Objective
List every line in the entries below that contains the word "rock", copying each one in full.

Available data

· · · ·

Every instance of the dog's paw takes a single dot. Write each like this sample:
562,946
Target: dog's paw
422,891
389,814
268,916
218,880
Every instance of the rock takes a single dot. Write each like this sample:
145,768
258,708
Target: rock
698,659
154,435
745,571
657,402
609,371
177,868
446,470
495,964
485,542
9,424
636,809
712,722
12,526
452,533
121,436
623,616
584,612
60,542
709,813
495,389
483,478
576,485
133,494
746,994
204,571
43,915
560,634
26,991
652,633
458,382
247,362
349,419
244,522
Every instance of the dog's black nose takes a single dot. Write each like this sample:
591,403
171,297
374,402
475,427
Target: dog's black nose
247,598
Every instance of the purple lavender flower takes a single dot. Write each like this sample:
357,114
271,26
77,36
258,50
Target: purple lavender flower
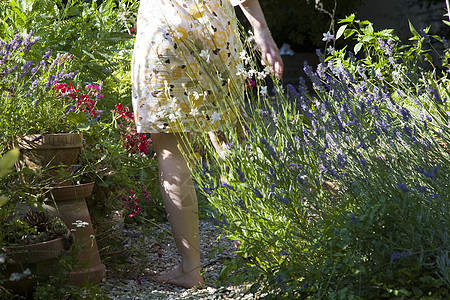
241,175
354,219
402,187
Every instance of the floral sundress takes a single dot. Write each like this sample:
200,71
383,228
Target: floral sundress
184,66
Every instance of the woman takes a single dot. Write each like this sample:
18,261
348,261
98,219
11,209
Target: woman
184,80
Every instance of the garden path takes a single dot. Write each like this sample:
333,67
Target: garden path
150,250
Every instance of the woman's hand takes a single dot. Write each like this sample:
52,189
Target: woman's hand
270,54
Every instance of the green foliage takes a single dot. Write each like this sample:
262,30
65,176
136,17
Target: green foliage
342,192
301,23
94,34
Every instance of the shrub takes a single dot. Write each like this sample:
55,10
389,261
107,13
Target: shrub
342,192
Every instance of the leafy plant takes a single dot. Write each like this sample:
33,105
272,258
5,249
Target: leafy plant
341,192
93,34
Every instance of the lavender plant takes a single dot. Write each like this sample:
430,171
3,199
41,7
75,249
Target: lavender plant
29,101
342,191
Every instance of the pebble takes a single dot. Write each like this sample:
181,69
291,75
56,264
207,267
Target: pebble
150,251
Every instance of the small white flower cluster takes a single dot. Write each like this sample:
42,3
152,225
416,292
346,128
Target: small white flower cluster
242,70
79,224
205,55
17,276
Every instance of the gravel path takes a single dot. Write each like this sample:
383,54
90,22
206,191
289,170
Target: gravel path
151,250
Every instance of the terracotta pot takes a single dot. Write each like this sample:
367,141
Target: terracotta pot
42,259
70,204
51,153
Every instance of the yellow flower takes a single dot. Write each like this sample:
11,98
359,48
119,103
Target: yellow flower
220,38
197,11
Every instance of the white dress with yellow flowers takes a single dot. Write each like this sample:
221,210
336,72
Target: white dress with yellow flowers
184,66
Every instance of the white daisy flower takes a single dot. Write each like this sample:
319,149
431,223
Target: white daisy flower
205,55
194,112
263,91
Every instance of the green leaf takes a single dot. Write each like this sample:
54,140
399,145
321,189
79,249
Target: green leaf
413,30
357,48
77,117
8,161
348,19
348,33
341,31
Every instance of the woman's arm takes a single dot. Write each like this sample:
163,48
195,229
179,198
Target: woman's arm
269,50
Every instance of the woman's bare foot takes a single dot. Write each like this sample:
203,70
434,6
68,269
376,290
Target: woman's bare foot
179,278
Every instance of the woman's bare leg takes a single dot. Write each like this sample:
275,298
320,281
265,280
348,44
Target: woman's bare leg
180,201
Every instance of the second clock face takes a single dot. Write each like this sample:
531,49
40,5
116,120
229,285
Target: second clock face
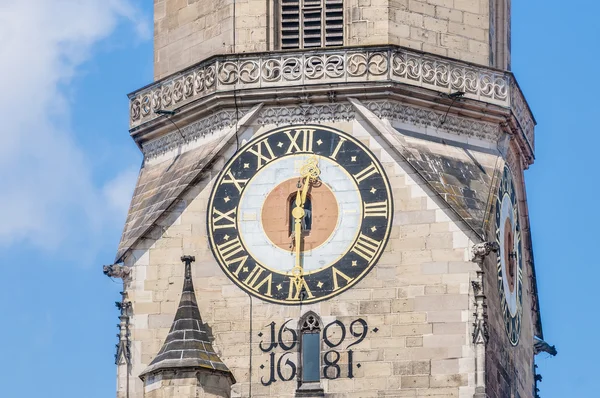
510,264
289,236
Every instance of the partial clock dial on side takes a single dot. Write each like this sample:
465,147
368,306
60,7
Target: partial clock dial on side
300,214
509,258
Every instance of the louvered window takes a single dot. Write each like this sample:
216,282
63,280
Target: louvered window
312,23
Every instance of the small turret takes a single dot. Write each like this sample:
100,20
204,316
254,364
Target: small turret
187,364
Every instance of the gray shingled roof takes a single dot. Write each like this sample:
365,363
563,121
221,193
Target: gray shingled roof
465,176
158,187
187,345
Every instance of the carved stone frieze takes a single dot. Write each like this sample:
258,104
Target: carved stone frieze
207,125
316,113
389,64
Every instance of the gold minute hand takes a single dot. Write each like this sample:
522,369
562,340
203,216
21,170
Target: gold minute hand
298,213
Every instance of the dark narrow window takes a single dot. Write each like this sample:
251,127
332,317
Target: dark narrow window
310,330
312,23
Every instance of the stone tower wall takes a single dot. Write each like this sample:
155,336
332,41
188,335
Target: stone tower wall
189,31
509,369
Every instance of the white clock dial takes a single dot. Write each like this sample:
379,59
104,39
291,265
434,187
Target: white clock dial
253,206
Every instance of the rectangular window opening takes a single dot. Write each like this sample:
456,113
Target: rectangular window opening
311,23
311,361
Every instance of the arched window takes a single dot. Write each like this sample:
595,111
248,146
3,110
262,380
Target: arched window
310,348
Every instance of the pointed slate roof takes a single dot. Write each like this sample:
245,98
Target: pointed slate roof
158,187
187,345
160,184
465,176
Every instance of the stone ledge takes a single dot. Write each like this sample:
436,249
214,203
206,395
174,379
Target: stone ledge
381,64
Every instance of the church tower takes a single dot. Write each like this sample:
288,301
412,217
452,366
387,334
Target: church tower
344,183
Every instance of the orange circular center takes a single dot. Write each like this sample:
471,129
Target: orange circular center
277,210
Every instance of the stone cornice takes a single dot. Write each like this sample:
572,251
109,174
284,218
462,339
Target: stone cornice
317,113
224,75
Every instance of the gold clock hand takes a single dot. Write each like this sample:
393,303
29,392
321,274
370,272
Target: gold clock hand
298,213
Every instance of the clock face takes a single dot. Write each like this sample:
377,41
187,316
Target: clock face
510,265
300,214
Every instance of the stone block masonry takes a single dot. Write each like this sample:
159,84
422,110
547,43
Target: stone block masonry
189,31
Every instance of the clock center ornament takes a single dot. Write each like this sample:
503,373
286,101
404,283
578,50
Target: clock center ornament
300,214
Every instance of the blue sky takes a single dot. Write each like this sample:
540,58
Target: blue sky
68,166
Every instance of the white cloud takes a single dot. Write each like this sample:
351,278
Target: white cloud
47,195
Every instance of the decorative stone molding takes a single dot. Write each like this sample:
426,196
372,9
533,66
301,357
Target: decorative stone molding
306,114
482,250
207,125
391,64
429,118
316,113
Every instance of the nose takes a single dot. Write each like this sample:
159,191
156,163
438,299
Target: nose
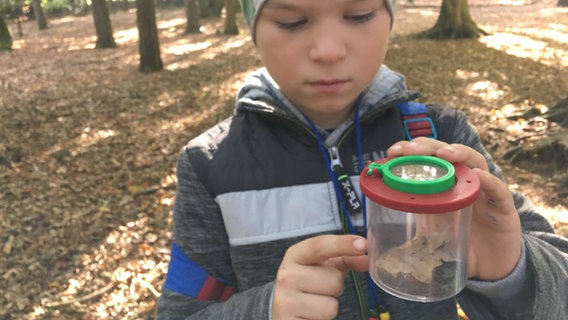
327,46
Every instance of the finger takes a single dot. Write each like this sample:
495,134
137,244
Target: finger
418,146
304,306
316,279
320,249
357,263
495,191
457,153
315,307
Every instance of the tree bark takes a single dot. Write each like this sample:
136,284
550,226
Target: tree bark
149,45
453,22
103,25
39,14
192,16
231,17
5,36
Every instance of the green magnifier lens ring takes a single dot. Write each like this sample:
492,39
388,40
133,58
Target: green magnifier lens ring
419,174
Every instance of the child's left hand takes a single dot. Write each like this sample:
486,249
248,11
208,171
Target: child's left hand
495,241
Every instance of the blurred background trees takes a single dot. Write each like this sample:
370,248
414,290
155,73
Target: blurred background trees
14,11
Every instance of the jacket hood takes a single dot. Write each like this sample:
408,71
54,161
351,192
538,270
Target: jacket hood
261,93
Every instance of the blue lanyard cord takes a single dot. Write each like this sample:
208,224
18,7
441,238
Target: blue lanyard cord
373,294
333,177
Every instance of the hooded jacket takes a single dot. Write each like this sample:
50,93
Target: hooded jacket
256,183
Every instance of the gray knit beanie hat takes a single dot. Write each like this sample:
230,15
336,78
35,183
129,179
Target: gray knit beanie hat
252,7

· · · ·

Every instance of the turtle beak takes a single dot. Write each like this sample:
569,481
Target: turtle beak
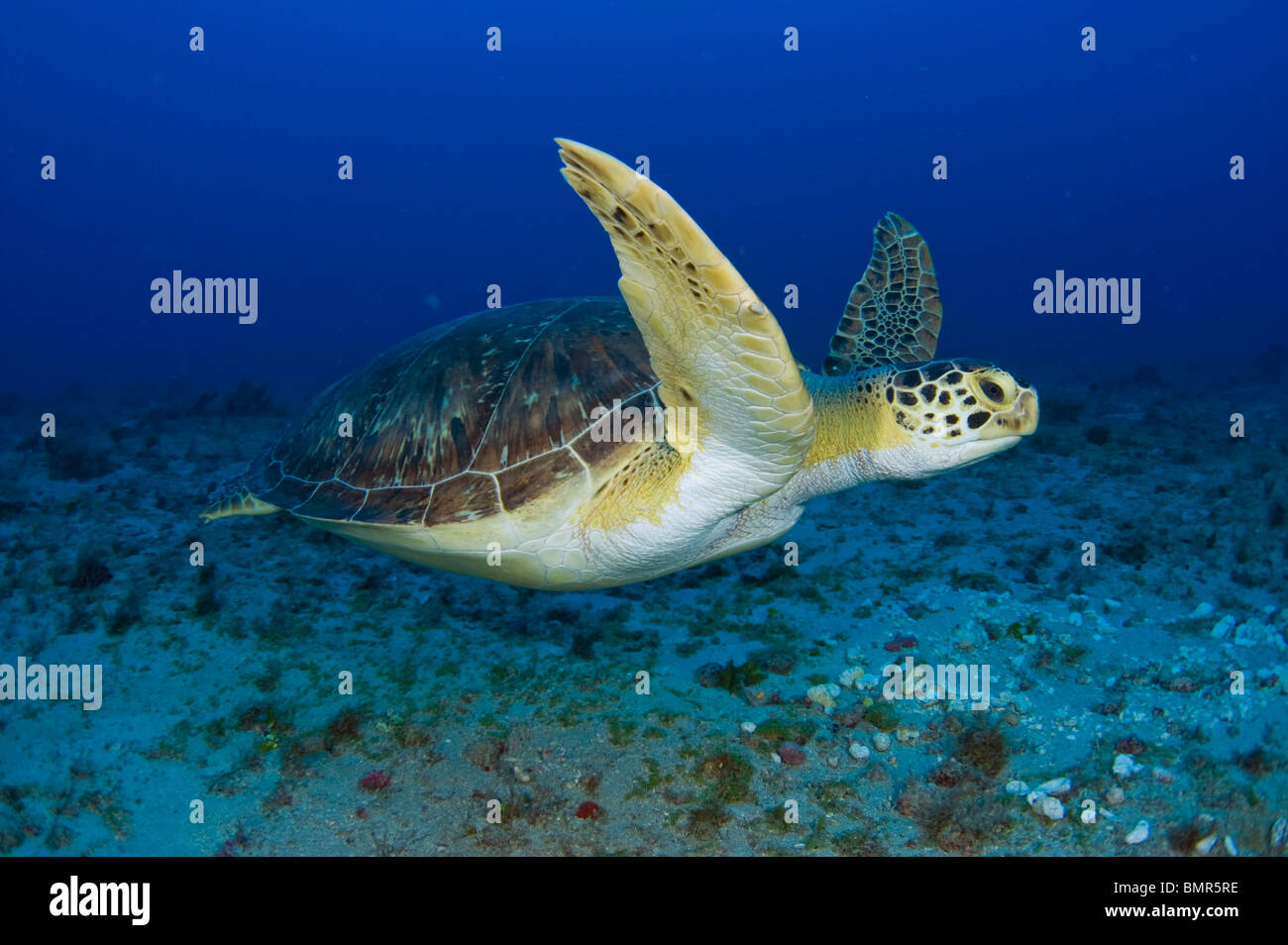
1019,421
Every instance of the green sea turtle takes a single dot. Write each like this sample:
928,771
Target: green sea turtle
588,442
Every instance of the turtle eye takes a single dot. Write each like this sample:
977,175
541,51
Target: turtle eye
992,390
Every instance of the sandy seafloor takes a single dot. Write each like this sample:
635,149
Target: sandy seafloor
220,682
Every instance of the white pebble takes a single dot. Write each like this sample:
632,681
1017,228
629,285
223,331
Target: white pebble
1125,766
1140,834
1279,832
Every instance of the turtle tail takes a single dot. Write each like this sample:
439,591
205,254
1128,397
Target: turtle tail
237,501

· · · ·

Result for this exercise
Every instance of the rock takes a single dot. Write each like this sample:
Target: rock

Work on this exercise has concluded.